[start of Source data]
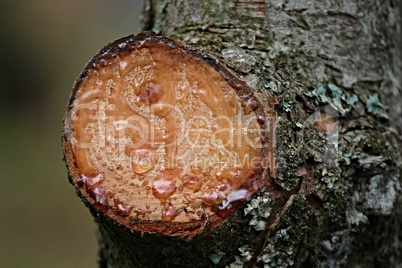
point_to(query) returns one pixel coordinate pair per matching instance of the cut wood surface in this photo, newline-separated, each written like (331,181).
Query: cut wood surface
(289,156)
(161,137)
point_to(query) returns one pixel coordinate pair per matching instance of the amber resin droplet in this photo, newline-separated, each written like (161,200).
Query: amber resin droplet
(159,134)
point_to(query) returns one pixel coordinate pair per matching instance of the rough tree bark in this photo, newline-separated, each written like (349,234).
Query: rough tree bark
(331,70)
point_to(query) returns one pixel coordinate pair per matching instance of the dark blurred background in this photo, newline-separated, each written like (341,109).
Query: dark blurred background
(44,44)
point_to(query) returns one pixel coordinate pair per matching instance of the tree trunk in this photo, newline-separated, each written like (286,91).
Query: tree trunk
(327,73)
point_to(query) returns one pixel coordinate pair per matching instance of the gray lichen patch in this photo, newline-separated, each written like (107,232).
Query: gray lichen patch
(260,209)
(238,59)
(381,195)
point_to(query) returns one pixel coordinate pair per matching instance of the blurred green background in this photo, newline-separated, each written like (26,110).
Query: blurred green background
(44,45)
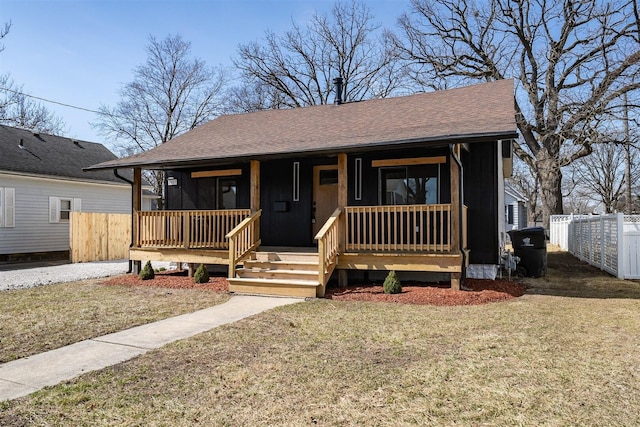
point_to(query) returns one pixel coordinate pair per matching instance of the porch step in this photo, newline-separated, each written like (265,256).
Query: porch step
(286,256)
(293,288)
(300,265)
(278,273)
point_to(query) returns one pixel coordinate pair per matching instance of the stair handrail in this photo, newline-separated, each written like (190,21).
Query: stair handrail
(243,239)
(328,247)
[end of Source data]
[start of Source data]
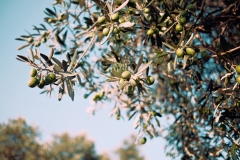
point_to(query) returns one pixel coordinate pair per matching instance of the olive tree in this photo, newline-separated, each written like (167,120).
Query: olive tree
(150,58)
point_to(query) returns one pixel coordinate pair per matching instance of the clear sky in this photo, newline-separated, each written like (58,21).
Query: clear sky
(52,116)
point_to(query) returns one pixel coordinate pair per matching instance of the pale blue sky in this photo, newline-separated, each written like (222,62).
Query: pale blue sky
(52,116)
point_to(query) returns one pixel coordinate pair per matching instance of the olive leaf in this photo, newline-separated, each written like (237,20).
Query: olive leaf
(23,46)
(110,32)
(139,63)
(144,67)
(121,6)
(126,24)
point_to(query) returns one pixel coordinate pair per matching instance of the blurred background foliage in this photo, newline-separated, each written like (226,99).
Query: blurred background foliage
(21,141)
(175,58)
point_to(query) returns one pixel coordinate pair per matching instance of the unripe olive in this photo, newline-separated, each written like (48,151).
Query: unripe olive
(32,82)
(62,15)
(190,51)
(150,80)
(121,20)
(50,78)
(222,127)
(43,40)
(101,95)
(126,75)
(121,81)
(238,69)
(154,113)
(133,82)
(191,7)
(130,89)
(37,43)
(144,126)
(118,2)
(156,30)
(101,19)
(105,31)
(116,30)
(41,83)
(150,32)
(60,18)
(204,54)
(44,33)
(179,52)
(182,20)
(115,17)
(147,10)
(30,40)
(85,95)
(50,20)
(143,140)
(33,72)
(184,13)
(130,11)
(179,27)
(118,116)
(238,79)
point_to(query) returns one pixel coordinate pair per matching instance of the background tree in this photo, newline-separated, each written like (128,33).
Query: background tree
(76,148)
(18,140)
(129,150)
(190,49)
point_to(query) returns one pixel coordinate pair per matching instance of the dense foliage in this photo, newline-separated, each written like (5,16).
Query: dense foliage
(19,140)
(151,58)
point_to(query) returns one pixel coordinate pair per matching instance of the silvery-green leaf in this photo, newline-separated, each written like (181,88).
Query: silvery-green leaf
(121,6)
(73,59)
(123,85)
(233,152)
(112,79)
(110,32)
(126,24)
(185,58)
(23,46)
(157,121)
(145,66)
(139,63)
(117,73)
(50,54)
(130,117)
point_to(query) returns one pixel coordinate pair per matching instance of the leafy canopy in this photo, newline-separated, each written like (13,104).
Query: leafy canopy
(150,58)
[end of Source data]
* _Requirements_: How many lines in the records contain the string "wood"? Reply with the number alone.

* _Final answer_: 2